__Selected text__
Segment Open

That’s not to say the outing was perfect. Melvin wasn’t only talking about Bassitt’s repertoire in that quote, but also some of the wildness that led to four walks and a HBP. Bassitt echoed that sentiment.
“Effectively wild, I guess. Kinda just filled the zone up with everything and just hoped for the best,” said Bassitt.
He made it work, though. Of course, limiting the walks would be preferable, but if you also strike out one-third of the batters you face and the other team can’t actually hit your pitches with any authority, then the tradeoff can be, well, effective. Even the inefficiently high pitch count (93 in five innings) might not be a dealbreaker, on a team that seems more concerned these days with how many times a pitcher has worked through the lineup than the actual number of pitches thrown (and the former tends to come up before the latter).
Seven K's over five strong innings for @C_Bass419! #RootedInOakland pic.twitter.com/TtTqBODCYK
— Oakland Athletics (@Athletics) April 23, 2019
As for Dull, he enjoyed a breakout season in 2016 but never built on it. A knee injury cost him a chunk of ‘17, and a shoulder delayed him in ‘18, and even when he got on the mound he couldn’t find a consistent groove in the majors. But he stayed strong in Triple-A last summer and was lights-out in Las Vegas to begin this year.

Segment Closed

__What the task asks__
Write the next part of the text about the Oakland pitchers Bassitt and Dull, picking up after its last sentence. The records that follow have no connection to the text about Bassitt and Dull.

__Data for review__
Segment Open

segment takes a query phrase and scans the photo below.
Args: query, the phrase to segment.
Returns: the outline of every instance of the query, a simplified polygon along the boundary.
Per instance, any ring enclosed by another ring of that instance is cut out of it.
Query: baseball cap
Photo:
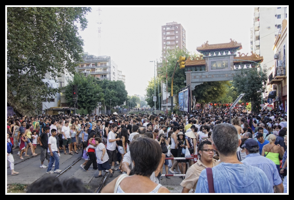
[[[258,143],[253,139],[248,139],[246,140],[244,143],[244,144],[242,145],[242,148],[245,148],[246,149],[258,149],[259,148],[258,145]]]
[[[262,133],[258,133],[256,135],[256,138],[258,138],[259,137],[262,137],[263,136],[263,134]]]

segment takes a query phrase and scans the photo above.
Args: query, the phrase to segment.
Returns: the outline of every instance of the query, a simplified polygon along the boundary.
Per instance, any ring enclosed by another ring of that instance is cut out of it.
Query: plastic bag
[[[169,157],[170,156],[171,156],[171,155],[172,155],[171,154],[171,145],[168,145],[168,147],[167,147],[167,149],[168,149],[168,152],[167,152],[167,155],[168,157]]]
[[[192,157],[191,156],[191,154],[190,154],[190,152],[188,150],[187,151],[186,150],[186,152],[185,154],[185,158],[191,158]]]

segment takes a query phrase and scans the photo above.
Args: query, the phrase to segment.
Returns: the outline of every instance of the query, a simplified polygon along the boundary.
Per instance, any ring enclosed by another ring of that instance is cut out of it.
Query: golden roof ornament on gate
[[[238,43],[231,38],[230,40],[231,41],[227,43],[212,45],[209,44],[207,41],[201,46],[197,47],[196,50],[204,56],[208,56],[210,54],[211,56],[214,55],[214,54],[218,55],[219,53],[223,55],[224,52],[227,55],[229,51],[231,54],[235,54],[237,51],[242,49],[242,45],[240,43]]]

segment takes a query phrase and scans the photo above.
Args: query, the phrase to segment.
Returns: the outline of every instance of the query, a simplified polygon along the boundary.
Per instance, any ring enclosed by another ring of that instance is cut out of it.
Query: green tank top
[[[266,154],[268,153],[268,152],[265,152],[265,155],[266,155]],[[270,159],[271,160],[272,160],[276,165],[280,165],[280,161],[279,160],[278,153],[272,153],[272,152],[269,152],[266,156],[265,156],[265,157],[266,157],[269,159]]]

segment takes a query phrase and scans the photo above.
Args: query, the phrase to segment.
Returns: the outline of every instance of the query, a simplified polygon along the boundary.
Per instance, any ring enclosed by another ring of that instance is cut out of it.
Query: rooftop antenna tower
[[[100,7],[98,8],[98,20],[96,21],[96,23],[98,24],[98,39],[99,44],[98,46],[98,56],[100,56],[101,54],[101,24],[102,23],[102,20],[100,18],[100,15],[102,11],[100,9]]]

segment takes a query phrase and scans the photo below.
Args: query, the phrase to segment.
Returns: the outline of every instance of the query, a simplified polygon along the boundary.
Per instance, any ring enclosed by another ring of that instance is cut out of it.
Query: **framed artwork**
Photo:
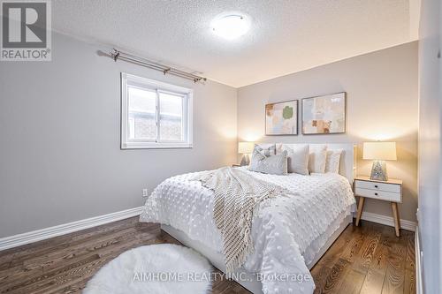
[[[265,105],[265,134],[298,134],[298,101],[270,103]]]
[[[301,101],[302,134],[346,132],[346,93],[304,98]]]

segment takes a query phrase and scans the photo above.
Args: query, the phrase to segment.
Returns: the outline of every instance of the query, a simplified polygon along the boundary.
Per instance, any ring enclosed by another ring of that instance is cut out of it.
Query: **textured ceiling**
[[[239,87],[414,41],[413,3],[57,0],[52,26]],[[210,29],[210,20],[226,11],[252,19],[250,31],[233,41]]]

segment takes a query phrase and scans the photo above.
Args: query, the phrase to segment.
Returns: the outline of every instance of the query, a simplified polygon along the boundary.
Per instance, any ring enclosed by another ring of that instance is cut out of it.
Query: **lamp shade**
[[[364,142],[362,158],[378,161],[395,161],[396,142]]]
[[[253,152],[255,147],[254,142],[239,142],[238,143],[238,153],[239,154],[249,154]]]

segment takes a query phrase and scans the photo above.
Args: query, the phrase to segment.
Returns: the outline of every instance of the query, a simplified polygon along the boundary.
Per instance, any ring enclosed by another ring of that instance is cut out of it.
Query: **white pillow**
[[[307,144],[278,144],[277,154],[287,151],[288,172],[309,175],[309,145]]]
[[[327,159],[327,145],[310,144],[310,155],[309,157],[309,170],[310,173],[325,172],[325,161]]]
[[[327,150],[327,159],[325,160],[325,172],[339,173],[340,155],[342,149]]]

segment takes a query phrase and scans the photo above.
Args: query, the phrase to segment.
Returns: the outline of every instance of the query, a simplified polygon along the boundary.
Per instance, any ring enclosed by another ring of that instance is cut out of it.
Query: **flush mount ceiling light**
[[[223,13],[212,20],[210,27],[217,35],[227,40],[234,40],[250,29],[250,19],[237,12]]]

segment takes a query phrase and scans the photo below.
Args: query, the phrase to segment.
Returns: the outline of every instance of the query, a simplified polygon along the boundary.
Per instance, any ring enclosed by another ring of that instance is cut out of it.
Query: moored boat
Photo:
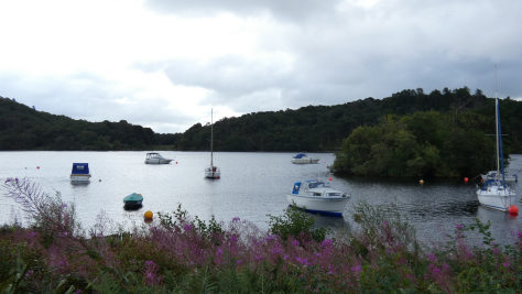
[[[286,195],[291,205],[309,213],[342,216],[350,196],[330,187],[329,182],[307,179],[294,183],[292,193]]]
[[[73,163],[70,172],[70,183],[87,184],[90,182],[90,172],[88,163]]]
[[[163,157],[157,152],[149,152],[145,156],[146,164],[168,164],[172,160]]]
[[[295,164],[308,164],[318,163],[319,159],[309,157],[306,153],[300,152],[292,157],[292,163]]]
[[[499,98],[494,99],[494,107],[497,171],[493,178],[487,178],[478,186],[477,198],[483,207],[508,211],[510,206],[515,202],[516,194],[505,183]]]
[[[220,178],[221,171],[214,165],[214,111],[210,110],[210,166],[205,168],[206,178]]]
[[[126,209],[140,208],[143,203],[143,196],[138,193],[132,193],[123,198]]]
[[[502,179],[502,175],[498,174],[497,171],[489,171],[485,175],[480,175],[480,177],[482,178],[482,182],[486,182],[487,179]],[[505,181],[505,183],[516,183],[519,182],[519,176],[516,174],[504,174],[503,181]]]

Segment Closed

__Task output__
“He’s been pitching really well down there [in Triple-A], and I think maybe better than any time in his career about getting lefties out,” Melvin said of Dull. “Usually was a little bit more of a right-handed specialist, guy we weren’t afraid to bring in with guys on base, but for a while lefties were his problem and now he’s got that figured out.”
Indeed, he faced a few lefties out of the gate on Monday and held his own. Nomar Mazara hit it fairly well but his lineout was still routine. Joey Gallo swung through a 3-2 slider. Asdrubal Cabrera hit a weak bloop that BABIP’d in for a single, literally inches from being caught by a diving Ramon Laureano. And when a righty did come up, Logan Forsythe got eaten alive in four pitches for another strikeout, waving at a 1-2 slider off the plate that he had no chance of hitting.
Texas did hang a run on Dull, but it’s hard to blame him. The rally began when Jeff Mathis, a catcher who hits like a pitcher, laid down an unexpected bunt for a single. He did this in front of Platinum Glover Matt Chapman, against whom not even elite speedster Dee Gordon can beat out a bunt, and it only worked for Mathis because nobody saw it coming. Dull did then allow a sharp single to lefty Shin-Soo Choo, but that’s really all. He was pulled after that, and it was J.B. Wendelken who served up the double to drive home Mathis.
It was a strong return outing by Dull, but of course there’s still plenty more to prove. He’s always been able to have a good day, but the problem has come when he’s tried to string together several good days, into a good month, into a good (and healthy) season. If Melvin is right and he’s turned a corner against left-handed batters, then that would go a long way toward finally finding that elusive consistency.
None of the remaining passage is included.